** EXERCISE TASK **
Pull out every line of the data below that contains the string "metal". Copy those lines unchanged.

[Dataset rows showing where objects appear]

╔══

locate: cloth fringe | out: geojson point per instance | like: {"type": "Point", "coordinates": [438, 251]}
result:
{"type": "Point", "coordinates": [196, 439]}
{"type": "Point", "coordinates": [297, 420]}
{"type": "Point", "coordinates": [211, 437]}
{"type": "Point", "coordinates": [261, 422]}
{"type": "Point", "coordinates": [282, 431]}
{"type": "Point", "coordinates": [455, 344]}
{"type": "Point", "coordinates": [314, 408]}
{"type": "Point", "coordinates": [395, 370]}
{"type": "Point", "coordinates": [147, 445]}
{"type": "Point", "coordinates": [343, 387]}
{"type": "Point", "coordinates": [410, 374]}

╚══
╔══

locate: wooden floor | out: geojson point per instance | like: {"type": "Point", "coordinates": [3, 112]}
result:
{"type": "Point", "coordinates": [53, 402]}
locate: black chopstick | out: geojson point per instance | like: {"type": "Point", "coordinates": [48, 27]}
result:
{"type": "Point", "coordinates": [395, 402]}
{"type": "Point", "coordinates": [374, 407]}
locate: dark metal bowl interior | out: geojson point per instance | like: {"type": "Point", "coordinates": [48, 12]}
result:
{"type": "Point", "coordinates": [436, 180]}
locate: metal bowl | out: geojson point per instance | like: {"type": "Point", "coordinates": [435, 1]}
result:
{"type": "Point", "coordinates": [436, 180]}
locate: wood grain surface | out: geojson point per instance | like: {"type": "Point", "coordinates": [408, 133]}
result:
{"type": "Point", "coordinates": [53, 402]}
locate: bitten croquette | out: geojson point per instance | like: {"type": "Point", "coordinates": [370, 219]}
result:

╚══

** RESPONSE BELOW **
locate: dark metal bowl interior | out: geojson point per instance | like: {"type": "Point", "coordinates": [48, 12]}
locate: metal bowl | out: geojson point per instance | like: {"type": "Point", "coordinates": [435, 1]}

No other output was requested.